-- DATA ROWS --
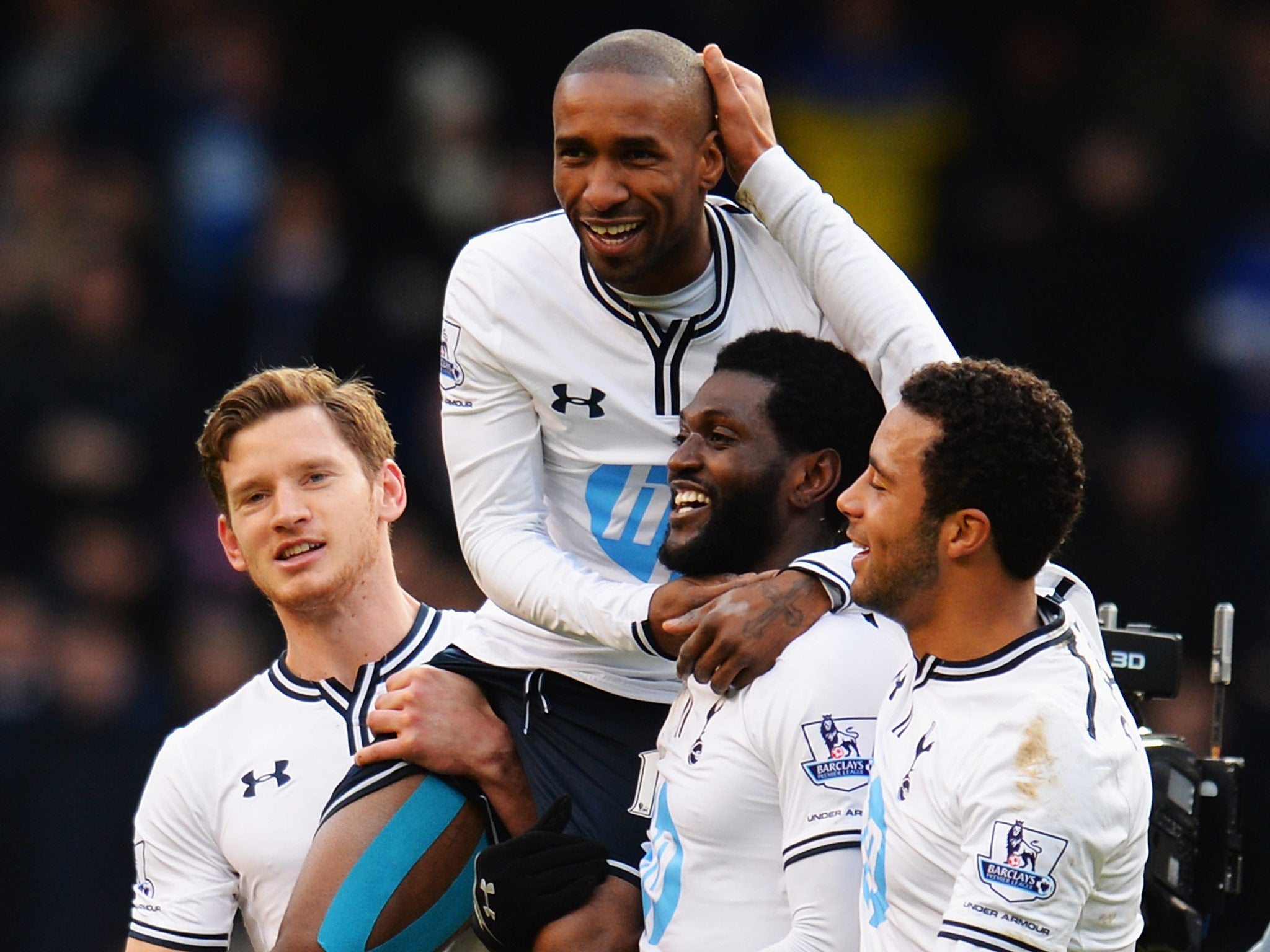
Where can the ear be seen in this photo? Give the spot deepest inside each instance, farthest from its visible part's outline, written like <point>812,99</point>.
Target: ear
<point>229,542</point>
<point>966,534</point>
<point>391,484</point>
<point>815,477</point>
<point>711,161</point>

-- THE REQUEST --
Reproduce the material above word for word, leaving out the pictures.

-- ANSWER TO THIS TASK --
Where can the ear be seen in this photo? Give the spot deepest inside each instance, farthest from its visible part's outline, written like <point>812,99</point>.
Target: ear
<point>229,542</point>
<point>966,534</point>
<point>391,484</point>
<point>815,477</point>
<point>711,161</point>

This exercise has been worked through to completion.